Image-grounded pointing data
═══

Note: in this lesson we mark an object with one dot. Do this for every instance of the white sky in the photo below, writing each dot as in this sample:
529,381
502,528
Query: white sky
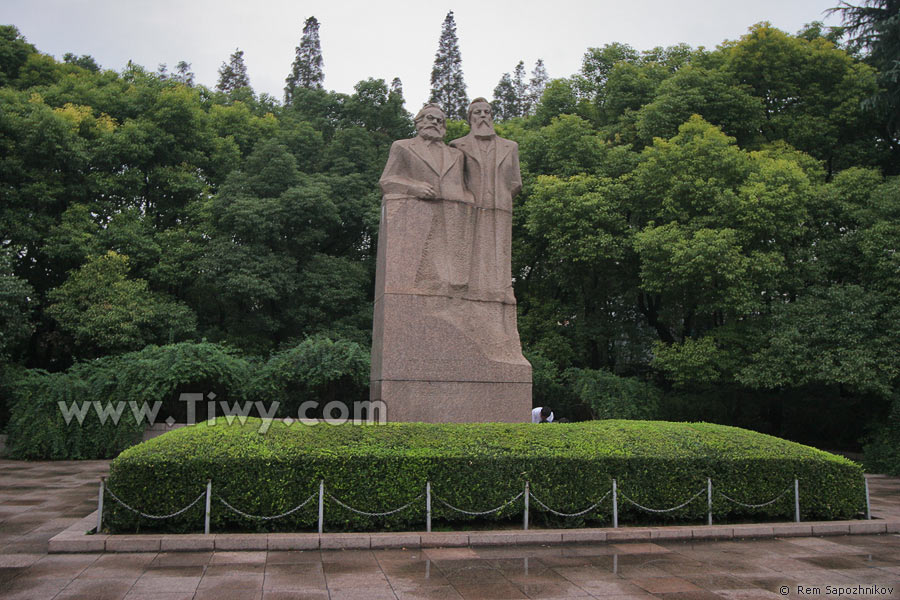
384,39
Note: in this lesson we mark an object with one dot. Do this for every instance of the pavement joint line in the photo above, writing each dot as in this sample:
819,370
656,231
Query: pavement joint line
76,539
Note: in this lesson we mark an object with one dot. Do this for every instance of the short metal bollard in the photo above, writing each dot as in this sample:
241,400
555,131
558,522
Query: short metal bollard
208,506
868,506
321,505
100,504
527,493
428,506
615,505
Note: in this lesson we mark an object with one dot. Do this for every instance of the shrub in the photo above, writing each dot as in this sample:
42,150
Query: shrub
614,397
318,369
38,428
471,466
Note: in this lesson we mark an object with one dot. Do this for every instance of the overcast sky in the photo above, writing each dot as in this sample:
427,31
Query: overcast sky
385,39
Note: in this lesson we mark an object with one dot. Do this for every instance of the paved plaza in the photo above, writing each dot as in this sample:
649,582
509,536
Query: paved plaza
39,500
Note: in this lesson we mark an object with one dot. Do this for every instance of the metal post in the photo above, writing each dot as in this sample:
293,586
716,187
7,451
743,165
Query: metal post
103,482
428,506
868,506
208,505
615,505
527,493
321,505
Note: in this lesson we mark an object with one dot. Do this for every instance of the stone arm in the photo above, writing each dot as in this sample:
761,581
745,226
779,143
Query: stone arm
515,185
398,179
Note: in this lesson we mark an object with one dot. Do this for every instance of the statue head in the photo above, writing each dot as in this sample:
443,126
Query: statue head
481,117
431,122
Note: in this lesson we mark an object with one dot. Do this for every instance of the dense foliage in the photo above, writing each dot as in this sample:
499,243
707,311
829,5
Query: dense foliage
717,229
380,468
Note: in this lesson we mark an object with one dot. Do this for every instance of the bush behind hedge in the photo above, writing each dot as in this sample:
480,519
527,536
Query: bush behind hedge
37,428
476,467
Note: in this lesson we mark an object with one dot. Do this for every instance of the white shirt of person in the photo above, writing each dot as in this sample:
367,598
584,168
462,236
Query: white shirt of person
536,415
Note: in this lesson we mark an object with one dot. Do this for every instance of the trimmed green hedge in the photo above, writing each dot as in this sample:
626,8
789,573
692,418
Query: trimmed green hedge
475,467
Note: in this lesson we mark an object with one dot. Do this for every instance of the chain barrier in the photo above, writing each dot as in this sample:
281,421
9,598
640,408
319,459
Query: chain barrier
384,514
262,518
134,510
477,514
578,514
439,499
662,510
772,501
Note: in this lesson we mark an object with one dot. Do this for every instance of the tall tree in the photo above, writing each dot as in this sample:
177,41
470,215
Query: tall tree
85,61
505,104
233,75
183,73
874,27
307,68
521,88
447,86
397,86
536,84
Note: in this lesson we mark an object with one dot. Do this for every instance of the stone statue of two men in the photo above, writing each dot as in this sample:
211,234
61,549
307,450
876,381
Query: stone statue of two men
445,343
476,177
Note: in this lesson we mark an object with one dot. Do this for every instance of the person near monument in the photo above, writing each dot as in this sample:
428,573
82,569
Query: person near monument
542,414
492,175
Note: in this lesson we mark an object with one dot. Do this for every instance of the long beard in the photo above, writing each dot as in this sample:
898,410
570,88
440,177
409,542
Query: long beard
431,134
483,128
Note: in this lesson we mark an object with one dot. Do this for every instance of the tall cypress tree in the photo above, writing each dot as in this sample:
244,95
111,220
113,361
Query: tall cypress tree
233,75
505,103
307,68
447,86
537,84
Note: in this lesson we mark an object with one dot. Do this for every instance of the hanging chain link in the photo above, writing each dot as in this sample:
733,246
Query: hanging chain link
772,501
578,514
263,518
477,514
384,514
662,510
134,510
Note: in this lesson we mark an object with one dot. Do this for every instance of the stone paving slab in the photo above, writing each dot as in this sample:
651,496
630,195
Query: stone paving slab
769,560
77,538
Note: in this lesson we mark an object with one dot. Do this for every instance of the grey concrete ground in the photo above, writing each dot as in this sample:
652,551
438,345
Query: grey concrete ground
38,500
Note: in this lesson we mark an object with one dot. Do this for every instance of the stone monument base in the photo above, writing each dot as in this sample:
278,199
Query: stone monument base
448,360
454,401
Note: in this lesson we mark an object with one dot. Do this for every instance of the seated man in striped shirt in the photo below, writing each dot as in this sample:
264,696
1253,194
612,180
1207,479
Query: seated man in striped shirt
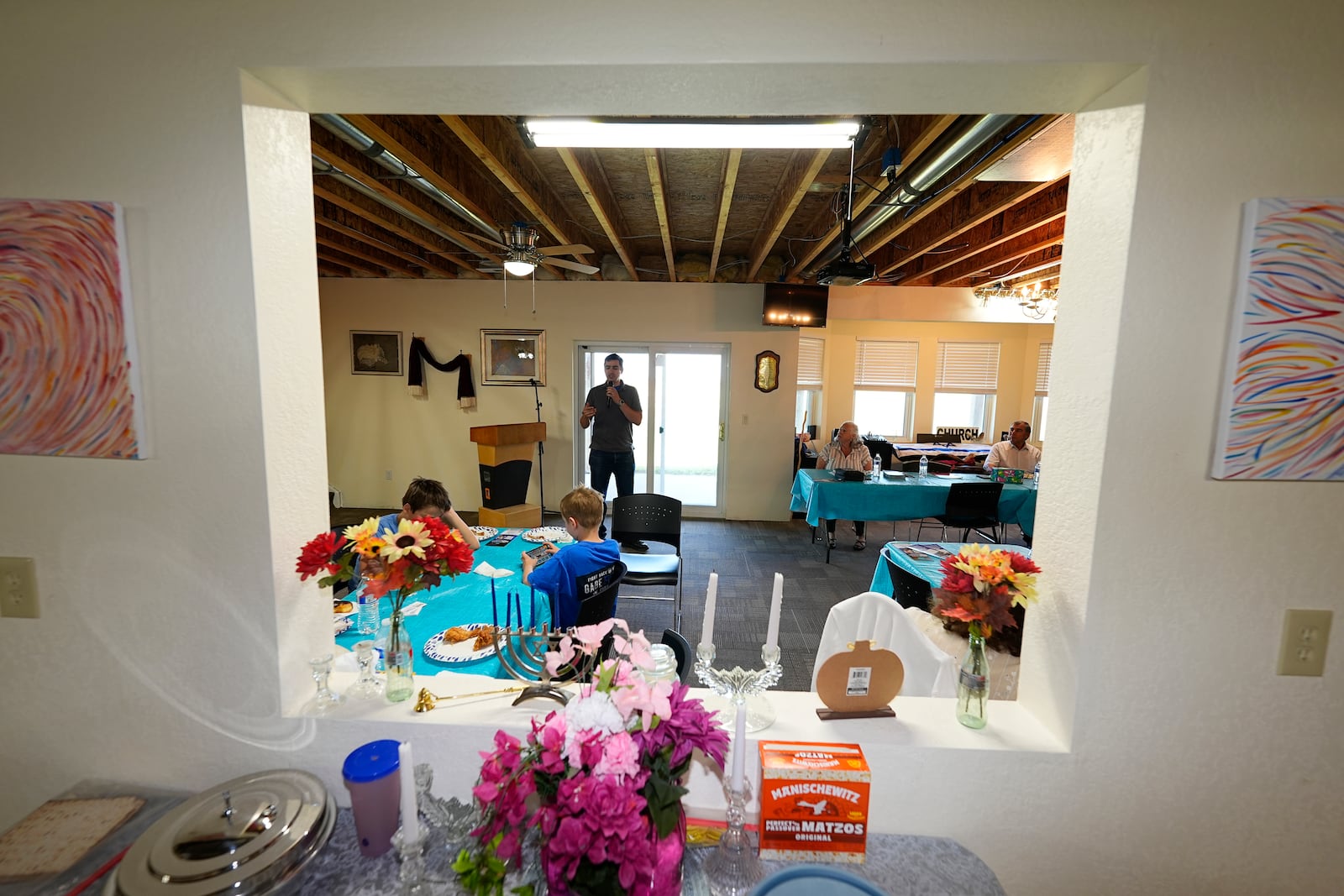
846,453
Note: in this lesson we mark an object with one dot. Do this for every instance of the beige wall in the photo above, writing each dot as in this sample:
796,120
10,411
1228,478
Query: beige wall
168,600
1019,352
374,425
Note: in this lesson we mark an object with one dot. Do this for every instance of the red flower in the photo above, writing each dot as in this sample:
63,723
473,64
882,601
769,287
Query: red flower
318,555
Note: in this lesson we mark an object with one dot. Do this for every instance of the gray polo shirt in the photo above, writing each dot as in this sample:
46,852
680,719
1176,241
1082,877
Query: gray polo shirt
611,430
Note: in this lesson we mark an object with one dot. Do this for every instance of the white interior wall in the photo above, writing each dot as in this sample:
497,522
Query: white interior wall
1191,765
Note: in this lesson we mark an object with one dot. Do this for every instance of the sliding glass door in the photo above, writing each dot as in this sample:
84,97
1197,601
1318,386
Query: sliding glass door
679,448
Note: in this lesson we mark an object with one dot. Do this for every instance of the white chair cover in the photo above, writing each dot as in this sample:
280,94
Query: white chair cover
878,618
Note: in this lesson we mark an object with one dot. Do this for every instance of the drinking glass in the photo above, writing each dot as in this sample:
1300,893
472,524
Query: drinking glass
369,684
326,699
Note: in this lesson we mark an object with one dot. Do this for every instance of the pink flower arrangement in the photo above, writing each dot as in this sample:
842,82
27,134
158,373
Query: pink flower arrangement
598,781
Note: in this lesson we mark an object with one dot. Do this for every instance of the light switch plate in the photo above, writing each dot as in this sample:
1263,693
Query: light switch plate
1307,633
18,587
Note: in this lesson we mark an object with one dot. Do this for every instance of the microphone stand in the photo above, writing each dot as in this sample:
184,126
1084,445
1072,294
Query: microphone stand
541,449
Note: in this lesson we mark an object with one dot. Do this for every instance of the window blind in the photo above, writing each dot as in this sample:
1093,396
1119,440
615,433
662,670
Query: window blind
968,367
886,364
810,362
1043,369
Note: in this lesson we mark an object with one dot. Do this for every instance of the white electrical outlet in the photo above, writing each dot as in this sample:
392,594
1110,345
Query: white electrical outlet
1305,637
18,587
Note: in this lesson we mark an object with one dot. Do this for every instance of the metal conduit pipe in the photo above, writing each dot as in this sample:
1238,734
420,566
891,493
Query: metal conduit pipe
369,147
971,134
323,168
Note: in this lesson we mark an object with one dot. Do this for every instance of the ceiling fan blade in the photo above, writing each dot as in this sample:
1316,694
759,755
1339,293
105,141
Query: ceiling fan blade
573,249
582,269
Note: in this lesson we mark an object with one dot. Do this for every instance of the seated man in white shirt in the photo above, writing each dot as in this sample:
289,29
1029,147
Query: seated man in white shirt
1015,454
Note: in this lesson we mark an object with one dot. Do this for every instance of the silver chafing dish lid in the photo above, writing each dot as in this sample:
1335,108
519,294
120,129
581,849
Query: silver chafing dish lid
246,837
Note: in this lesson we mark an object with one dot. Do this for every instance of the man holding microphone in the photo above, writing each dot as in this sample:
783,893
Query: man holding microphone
613,409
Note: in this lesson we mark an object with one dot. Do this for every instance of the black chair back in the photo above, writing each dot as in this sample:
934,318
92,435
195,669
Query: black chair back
682,651
974,500
597,593
647,517
906,587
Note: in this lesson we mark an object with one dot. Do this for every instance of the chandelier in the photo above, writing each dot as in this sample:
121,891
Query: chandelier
1035,301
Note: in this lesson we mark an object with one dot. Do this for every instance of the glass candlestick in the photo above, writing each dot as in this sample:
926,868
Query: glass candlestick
369,684
743,687
326,700
734,868
410,853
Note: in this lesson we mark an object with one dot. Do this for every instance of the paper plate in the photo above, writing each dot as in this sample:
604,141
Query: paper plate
553,533
441,651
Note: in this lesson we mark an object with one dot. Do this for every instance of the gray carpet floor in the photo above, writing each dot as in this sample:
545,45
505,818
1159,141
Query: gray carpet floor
746,555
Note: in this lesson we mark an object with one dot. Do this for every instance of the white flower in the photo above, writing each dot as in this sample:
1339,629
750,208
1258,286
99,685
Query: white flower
591,714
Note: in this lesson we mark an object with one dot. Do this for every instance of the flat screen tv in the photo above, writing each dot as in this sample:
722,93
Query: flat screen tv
795,305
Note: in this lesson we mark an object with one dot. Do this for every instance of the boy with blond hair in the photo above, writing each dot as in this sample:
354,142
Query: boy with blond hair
582,511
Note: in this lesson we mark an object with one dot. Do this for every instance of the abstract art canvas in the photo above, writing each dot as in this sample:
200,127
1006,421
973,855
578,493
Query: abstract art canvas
1284,390
69,371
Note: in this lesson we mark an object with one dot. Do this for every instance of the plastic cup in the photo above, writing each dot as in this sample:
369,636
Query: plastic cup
373,778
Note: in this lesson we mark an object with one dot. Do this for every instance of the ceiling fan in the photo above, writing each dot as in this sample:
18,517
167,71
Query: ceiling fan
522,254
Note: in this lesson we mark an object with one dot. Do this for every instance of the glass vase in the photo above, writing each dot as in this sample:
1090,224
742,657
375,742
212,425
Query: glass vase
974,681
398,658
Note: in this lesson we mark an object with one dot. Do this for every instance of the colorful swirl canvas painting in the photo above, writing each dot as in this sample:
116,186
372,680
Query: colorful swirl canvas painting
69,371
1284,390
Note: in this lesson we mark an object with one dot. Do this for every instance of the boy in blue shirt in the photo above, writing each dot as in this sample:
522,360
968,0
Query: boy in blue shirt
582,511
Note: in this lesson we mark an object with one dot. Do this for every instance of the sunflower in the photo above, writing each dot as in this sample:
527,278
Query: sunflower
410,539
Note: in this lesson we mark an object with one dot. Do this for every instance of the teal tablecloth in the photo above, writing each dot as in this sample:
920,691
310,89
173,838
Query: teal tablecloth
925,567
820,497
460,600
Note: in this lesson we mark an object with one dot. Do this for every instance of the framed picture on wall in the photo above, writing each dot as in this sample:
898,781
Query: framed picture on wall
376,352
512,356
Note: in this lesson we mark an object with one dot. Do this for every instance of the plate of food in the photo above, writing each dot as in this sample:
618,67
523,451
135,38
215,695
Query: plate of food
461,644
553,533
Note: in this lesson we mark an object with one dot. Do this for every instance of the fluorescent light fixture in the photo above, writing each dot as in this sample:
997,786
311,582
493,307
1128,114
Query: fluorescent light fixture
689,134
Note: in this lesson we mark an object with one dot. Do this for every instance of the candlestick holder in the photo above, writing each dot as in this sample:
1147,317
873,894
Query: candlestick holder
743,687
410,853
734,868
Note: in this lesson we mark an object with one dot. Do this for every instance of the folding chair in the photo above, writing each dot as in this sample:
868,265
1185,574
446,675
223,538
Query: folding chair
597,593
874,617
651,517
972,506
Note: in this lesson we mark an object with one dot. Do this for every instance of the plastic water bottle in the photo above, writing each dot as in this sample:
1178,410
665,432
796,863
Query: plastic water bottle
366,622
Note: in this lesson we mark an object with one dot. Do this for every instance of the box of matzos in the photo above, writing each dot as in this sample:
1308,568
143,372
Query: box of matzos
813,802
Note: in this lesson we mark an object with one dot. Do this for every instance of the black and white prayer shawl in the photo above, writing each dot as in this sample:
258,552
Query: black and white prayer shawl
416,372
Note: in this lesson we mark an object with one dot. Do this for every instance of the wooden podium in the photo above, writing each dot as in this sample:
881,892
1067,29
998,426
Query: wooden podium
506,459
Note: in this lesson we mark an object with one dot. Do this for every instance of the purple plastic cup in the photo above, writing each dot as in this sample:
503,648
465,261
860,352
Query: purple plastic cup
373,778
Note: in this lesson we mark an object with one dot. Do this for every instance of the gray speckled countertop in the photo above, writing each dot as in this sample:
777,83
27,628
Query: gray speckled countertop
898,864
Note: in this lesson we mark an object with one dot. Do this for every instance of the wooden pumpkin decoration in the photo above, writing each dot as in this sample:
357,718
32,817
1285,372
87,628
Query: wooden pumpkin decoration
860,681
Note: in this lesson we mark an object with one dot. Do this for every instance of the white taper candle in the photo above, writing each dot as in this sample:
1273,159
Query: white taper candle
739,748
772,633
711,600
410,809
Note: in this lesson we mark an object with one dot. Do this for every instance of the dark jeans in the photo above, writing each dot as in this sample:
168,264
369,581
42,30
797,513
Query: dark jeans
602,465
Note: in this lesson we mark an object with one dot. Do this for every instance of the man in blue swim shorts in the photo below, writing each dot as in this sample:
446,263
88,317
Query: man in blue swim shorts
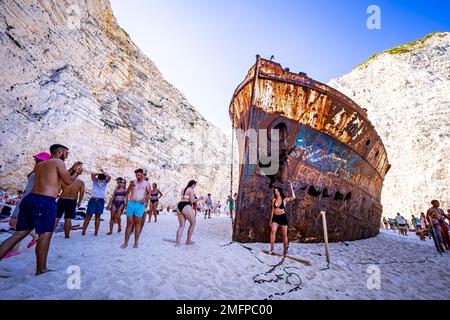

═══

▶ [Exercise requirements]: Go through the data above line by line, count those that contain the string "swim", and reply with the count only.

▶ [Answer for this exercise]: 2